Count the lines in the material below that contain the string "form", treating uppercase and lowercase letters as distinct, and reply with only that number.

■ **Entries supplied**
--------------------------------------------------

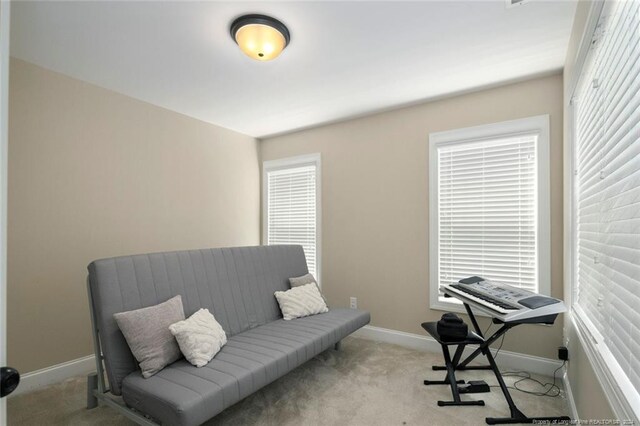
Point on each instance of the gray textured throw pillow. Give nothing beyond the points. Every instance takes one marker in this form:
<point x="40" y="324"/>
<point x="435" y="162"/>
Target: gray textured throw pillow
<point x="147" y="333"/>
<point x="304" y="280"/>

--------------------------------------------------

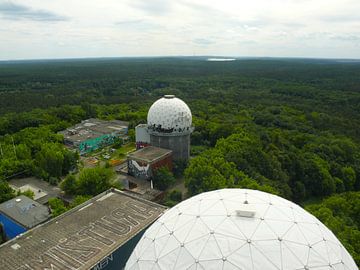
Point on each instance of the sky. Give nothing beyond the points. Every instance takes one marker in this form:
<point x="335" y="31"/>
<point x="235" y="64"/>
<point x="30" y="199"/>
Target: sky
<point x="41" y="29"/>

--------------------------------------------------

■ **Written solution**
2